EXERCISE DETAILS: Lay out each line of the items below as a Markdown table with two columns, Row for the row number and Line for the line itself, leaving out any blank lines.

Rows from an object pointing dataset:
*****
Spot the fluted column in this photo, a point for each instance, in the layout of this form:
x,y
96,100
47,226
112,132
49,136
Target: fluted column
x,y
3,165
*****
OUTPUT:
| Row | Line |
|---|---|
| 1 | Spot the fluted column in this photo, a point for each instance, in the layout of this form: |
| 2 | x,y |
| 3 | 96,100 |
| 4 | 47,226 |
| 5 | 112,132 |
| 6 | 49,136 |
| 7 | Target: fluted column |
| 8 | x,y |
| 9 | 3,165 |